>>>>

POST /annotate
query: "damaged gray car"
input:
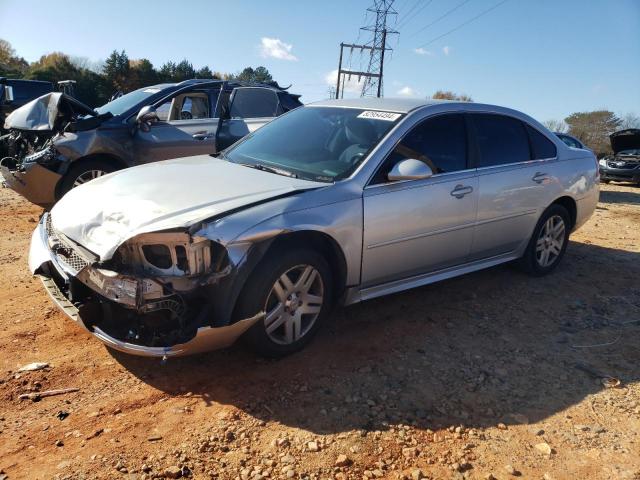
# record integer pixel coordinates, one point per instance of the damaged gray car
(335, 202)
(56, 143)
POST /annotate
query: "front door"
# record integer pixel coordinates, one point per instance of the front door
(419, 226)
(249, 109)
(185, 128)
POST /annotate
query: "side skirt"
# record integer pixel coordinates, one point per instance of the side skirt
(355, 294)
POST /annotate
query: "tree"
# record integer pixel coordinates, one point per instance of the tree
(167, 71)
(10, 64)
(556, 125)
(630, 120)
(184, 71)
(142, 73)
(116, 71)
(593, 129)
(259, 75)
(449, 95)
(204, 72)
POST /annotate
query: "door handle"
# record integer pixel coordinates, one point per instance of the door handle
(461, 190)
(202, 136)
(540, 177)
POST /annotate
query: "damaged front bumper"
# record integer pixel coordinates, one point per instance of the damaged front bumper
(33, 181)
(59, 275)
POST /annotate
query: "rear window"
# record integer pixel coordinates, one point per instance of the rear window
(541, 146)
(501, 139)
(254, 103)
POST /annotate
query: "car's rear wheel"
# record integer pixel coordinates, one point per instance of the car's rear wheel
(548, 242)
(84, 172)
(294, 290)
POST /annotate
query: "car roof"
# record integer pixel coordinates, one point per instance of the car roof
(400, 105)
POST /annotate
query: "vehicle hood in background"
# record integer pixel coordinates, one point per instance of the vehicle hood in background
(625, 140)
(109, 210)
(47, 113)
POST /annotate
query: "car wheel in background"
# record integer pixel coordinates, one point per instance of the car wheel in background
(84, 172)
(548, 242)
(294, 289)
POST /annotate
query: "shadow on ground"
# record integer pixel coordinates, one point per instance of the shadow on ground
(613, 196)
(494, 346)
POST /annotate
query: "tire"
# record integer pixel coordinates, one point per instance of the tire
(84, 172)
(546, 238)
(286, 327)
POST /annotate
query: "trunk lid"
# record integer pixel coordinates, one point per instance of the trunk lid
(625, 140)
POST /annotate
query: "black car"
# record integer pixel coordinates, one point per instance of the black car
(569, 140)
(56, 143)
(624, 164)
(14, 93)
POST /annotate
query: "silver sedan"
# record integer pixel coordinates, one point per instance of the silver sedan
(335, 202)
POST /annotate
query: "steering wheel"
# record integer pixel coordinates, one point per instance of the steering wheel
(356, 158)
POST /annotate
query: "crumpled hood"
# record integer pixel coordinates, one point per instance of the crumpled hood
(104, 213)
(625, 140)
(46, 113)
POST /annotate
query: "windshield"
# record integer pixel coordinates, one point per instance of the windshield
(631, 151)
(322, 144)
(125, 102)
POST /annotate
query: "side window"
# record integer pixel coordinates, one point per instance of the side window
(254, 103)
(500, 139)
(163, 111)
(541, 146)
(188, 106)
(440, 142)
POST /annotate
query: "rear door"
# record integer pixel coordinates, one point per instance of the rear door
(420, 226)
(515, 174)
(186, 127)
(249, 109)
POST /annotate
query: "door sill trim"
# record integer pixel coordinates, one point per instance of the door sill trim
(357, 295)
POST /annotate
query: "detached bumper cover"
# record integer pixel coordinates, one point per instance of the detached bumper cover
(206, 338)
(35, 183)
(621, 170)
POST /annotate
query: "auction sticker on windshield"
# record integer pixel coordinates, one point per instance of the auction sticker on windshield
(373, 114)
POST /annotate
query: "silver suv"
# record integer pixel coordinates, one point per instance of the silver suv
(335, 202)
(56, 143)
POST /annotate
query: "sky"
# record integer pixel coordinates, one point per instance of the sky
(548, 58)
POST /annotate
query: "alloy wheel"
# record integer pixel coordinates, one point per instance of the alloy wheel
(88, 176)
(550, 241)
(294, 304)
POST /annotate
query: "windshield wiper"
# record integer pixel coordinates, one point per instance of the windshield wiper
(270, 169)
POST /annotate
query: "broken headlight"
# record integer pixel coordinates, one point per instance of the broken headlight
(171, 254)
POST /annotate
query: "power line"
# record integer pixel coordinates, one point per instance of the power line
(484, 12)
(406, 15)
(405, 22)
(446, 14)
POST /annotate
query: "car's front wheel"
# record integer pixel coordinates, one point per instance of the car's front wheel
(548, 242)
(294, 290)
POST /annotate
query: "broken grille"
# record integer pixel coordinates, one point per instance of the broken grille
(63, 251)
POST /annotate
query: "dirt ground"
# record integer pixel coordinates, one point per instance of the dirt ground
(491, 375)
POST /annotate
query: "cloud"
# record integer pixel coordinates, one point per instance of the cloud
(407, 91)
(349, 85)
(276, 48)
(422, 51)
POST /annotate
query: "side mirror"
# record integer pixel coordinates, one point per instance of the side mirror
(145, 117)
(409, 169)
(8, 93)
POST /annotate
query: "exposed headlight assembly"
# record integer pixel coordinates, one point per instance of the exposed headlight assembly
(172, 254)
(45, 156)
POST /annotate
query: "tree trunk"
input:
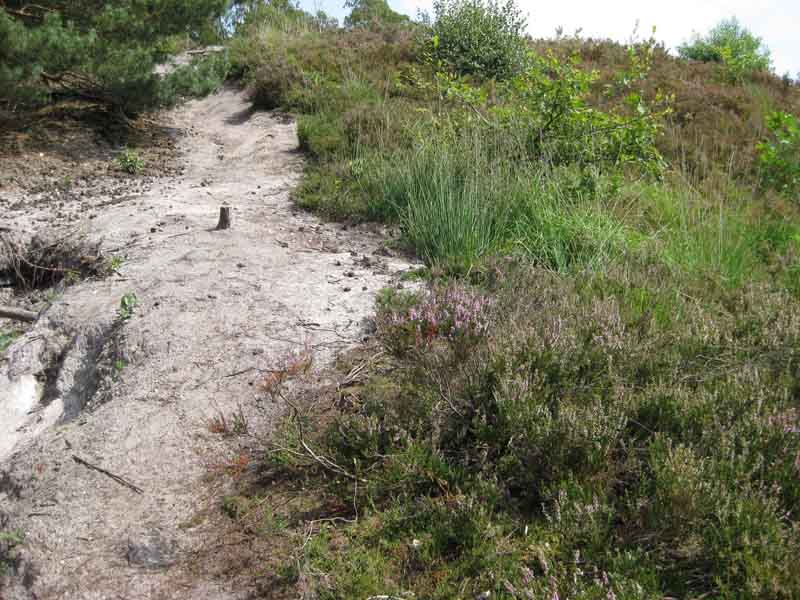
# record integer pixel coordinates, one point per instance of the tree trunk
(224, 218)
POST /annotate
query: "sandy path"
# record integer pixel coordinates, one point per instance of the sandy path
(214, 308)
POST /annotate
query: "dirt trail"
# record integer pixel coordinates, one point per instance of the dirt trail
(216, 309)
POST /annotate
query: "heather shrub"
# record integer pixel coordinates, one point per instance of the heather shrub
(661, 453)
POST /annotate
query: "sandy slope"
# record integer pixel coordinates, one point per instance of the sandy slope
(216, 308)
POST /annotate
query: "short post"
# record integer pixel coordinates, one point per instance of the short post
(224, 218)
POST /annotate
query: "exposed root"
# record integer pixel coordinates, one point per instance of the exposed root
(46, 260)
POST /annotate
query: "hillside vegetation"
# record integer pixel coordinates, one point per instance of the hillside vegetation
(594, 391)
(596, 394)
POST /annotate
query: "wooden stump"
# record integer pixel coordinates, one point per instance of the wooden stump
(224, 218)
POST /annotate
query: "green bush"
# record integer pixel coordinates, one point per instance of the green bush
(372, 13)
(779, 157)
(480, 37)
(731, 44)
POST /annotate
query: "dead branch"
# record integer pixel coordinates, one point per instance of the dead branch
(116, 478)
(17, 314)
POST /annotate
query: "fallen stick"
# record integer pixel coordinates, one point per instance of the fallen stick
(18, 314)
(116, 478)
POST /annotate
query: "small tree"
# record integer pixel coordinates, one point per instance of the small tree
(481, 37)
(103, 50)
(779, 156)
(370, 13)
(731, 44)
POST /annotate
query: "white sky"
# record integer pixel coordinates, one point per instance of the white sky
(777, 22)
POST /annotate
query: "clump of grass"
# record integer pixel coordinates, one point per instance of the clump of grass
(130, 162)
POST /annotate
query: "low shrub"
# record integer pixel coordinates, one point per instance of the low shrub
(779, 157)
(582, 447)
(733, 45)
(478, 37)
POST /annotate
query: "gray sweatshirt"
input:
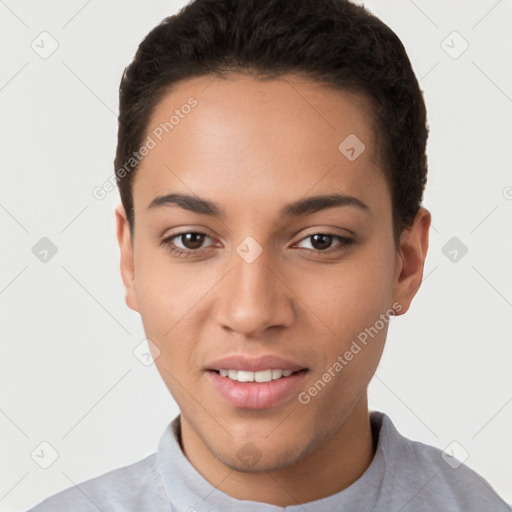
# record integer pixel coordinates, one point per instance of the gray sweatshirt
(404, 476)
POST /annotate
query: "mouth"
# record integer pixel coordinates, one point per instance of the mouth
(262, 382)
(259, 376)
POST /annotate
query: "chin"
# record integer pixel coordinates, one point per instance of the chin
(261, 457)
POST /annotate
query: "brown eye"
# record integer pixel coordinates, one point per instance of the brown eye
(192, 240)
(322, 242)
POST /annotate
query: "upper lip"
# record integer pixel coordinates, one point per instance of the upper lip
(254, 364)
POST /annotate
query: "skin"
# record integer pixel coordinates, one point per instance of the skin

<<<<

Job: Repeat the listing in full and exactly. Leave any pictures out.

Answer to the task:
POST /annotate
query: "damaged gray car"
input:
# record integer pixel coordinates, one point per instance of the damaged gray car
(335, 202)
(56, 143)
POST /annotate
query: "front door"
# record integer pixel coordinates, one point per instance of the front door
(419, 226)
(249, 109)
(185, 128)
POST /annotate
query: "side skirt"
# record integer pixel coordinates, one point per instance of the side skirt
(355, 294)
POST /annotate
query: "tree"
# record integer pixel coordinates, one point per instance of the tree
(167, 71)
(10, 64)
(556, 125)
(630, 120)
(184, 71)
(142, 73)
(116, 71)
(593, 129)
(259, 75)
(449, 95)
(204, 72)
POST /annotate
query: "door handle"
# record integer pixel coordinates, one point per instance of the door handle
(461, 190)
(202, 136)
(540, 177)
POST /annotate
query: "damaged front bumper"
# record integer pixel coordinates, one point per instance of the damaged front bumper
(33, 181)
(59, 275)
POST /annotate
query: "rear window"
# record integer pixel coordinates, one point per instance of the rear window
(541, 146)
(501, 139)
(254, 103)
POST /annotate
query: "car's rear wheel"
# record integer pixel coordinates, one point per instance of the car's rear wheel
(548, 242)
(84, 172)
(294, 290)
POST /annotate
query: "car roof"
# record integer pixel coordinates, one point per instance of the car roof
(400, 105)
POST /annotate
query: "vehicle hood in background"
# record integer pixel coordinates, one point per instance of the vehicle hood in background
(625, 140)
(109, 210)
(47, 113)
POST /annotate
query: "car wheel in background"
# record integer pixel coordinates, one point per instance of the car wheel in background
(84, 172)
(548, 242)
(294, 289)
POST /annotate
query: "shadow on ground"
# record integer pixel coordinates, one point per instance of the shadow on ground
(613, 196)
(494, 346)
POST /annotate
query: "tire"
# record integer pixel coordinates, one point per instance of the tire
(84, 172)
(546, 238)
(286, 327)
POST /annotate
query: "trunk lid"
# record integer pixel coordinates, one point per instance of the trunk lid
(625, 140)
POST /annotate
query: "black car"
# record integer pixel coordinates, one point per instance of the black car
(569, 140)
(56, 143)
(624, 164)
(14, 93)
POST /annotate
query: "silver sedan"
# record integer pixel coordinates, one point per instance of the silver sedan
(335, 202)
POST /annotate
query: "steering wheel"
# record integer pixel coordinates, one point per instance of the steering wheel
(356, 158)
POST /annotate
query: "crumpled hood"
# record integer pixel coordinates, one point per instance of the crumpled hood
(104, 213)
(625, 140)
(46, 113)
POST /annotate
query: "windshield"
# record integer pixel coordinates, one point per instance of the windshield
(631, 151)
(322, 144)
(125, 102)
POST /annotate
query: "side window"
# record integer pixel coordinates, one point per instance of the side window
(254, 103)
(500, 139)
(163, 111)
(541, 146)
(188, 106)
(440, 142)
POST /annotate
query: "rear door"
# record integer pixel coordinates, one point per instance of the rear door
(420, 226)
(515, 174)
(186, 127)
(249, 109)
POST /annotate
query: "door sill trim"
# record integer pixel coordinates, one point per instance of the door sill trim
(357, 295)
POST /annotate
query: "detached bumper cover"
# record integer pixel coordinates, one point per instance of the detached bumper cover
(206, 338)
(35, 183)
(621, 170)
POST /annotate
query: "auction sticker on windshield"
# record integer pixel coordinates, one point per instance of the auction sticker on windshield
(373, 114)
POST /annotate
query: "silver suv"
# record integer pixel coordinates, one point per instance of the silver suv
(335, 202)
(56, 143)
POST /annotate
query: "sky"
# record integer pixel coordinates, one point per instance of the sky
(548, 58)
POST /annotate
query: "alloy wheel"
# record integer pixel coordinates, one point per instance of the alloy wheel
(88, 176)
(550, 241)
(294, 304)
POST /annotate
query: "windshield wiper"
# record integer pixel coordinates, one point per instance of the windshield wiper
(270, 169)
POST /annotate
query: "broken headlight"
# record integer pixel coordinates, one point per instance of the broken headlight
(171, 254)
POST /annotate
query: "power line"
# record integer pixel coordinates, one point per instance of the power line
(484, 12)
(406, 15)
(405, 22)
(446, 14)
POST /annotate
query: "car's front wheel"
# record integer pixel coordinates, one point per instance of the car's front wheel
(548, 242)
(294, 290)
POST /annotate
query: "broken grille"
# record integer pixel coordinates, one point per instance of the broken grille
(63, 251)
POST /annotate
query: "dirt ground"
# record integer pixel coordinates, one point per instance of the dirt ground
(491, 375)
POST /annotate
query: "cloud"
# record integer pixel coordinates, one point per instance of the cloud
(407, 91)
(349, 85)
(276, 48)
(422, 51)
POST /annotate
query: "side mirror"
# record integer pixel coordinates, one point per instance of the side mirror
(145, 117)
(409, 169)
(8, 93)
POST /annotate
query: "exposed headlight assembly"
# record integer pixel coordinates, one point per instance of the exposed headlight assembly
(172, 254)
(45, 156)
POST /annotate
query: "tree trunk"
input:
# record integer pixel coordinates, one point per instance of the tree trunk
(224, 218)
POST /annotate
query: "sandy path"
# record integer pixel coordinates, one point per instance of the sandy path
(214, 308)
POST /annotate
query: "dirt trail"
# record integer pixel coordinates, one point per instance of the dirt trail
(216, 309)
POST /annotate
query: "heather shrub"
# record integer pixel coordinates, one point per instance of the heather shrub
(661, 453)
POST /annotate
query: "sandy slope"
# record integer pixel coordinates, one point per instance of the sandy slope
(216, 308)
POST /annotate
query: "short post"
# record integer pixel coordinates, one point per instance of the short post
(224, 218)
POST /annotate
query: "exposed root"
# record integer pixel coordinates, one point per instance of the exposed root
(46, 260)
POST /annotate
query: "hillside vegetation"
# record integer pixel coordinates, one point per instance of the hillside vegetation
(594, 391)
(596, 394)
POST /annotate
query: "wooden stump"
# record integer pixel coordinates, one point per instance of the wooden stump
(224, 218)
POST /annotate
query: "green bush"
# record integer pixel coordinates, one point per instance of the green bush
(372, 13)
(779, 157)
(480, 37)
(731, 44)
POST /annotate
query: "dead branch"
# record integer pixel coordinates, one point per instance of the dead branch
(116, 478)
(17, 314)
POST /annotate
query: "fallen stick"
# record integer pixel coordinates, one point per instance of the fallen stick
(18, 314)
(116, 478)
POST /annotate
query: "small tree"
# record integer pixel coordinates, one point per instance of the small tree
(481, 37)
(103, 50)
(779, 156)
(370, 13)
(731, 44)
POST /annotate
query: "white sky"
# record integer pixel coordinates, one point per instance of the white sky
(777, 22)
POST /annotate
query: "clump of grass"
# record integer pixel coordinates, one point per instance of the clump of grass
(130, 162)
POST /annotate
query: "low shrub"
# record integer pixel coordinates, one point per instance of the low shrub
(779, 157)
(582, 447)
(733, 45)
(478, 37)
POST /annotate
query: "gray sweatshirt"
input:
# record integer pixel coordinates, one point per instance of the gray sweatshirt
(404, 476)
POST /annotate
query: "mouth"
# record integer pixel coordinates, one point per instance of the mouth
(262, 382)
(259, 376)
POST /annotate
query: "chin"
# record integer pixel coordinates, one point per instance of the chin
(261, 457)
POST /annotate
query: "brown eye"
# record integer pixel coordinates, one point per instance of the brown eye
(192, 240)
(322, 242)
POST /annotate
query: "upper lip"
# record integer pixel coordinates, one point per instance of the upper lip
(254, 364)
POST /annotate
query: "skin"
# record integer pixel coordinates, one point per instance of the skin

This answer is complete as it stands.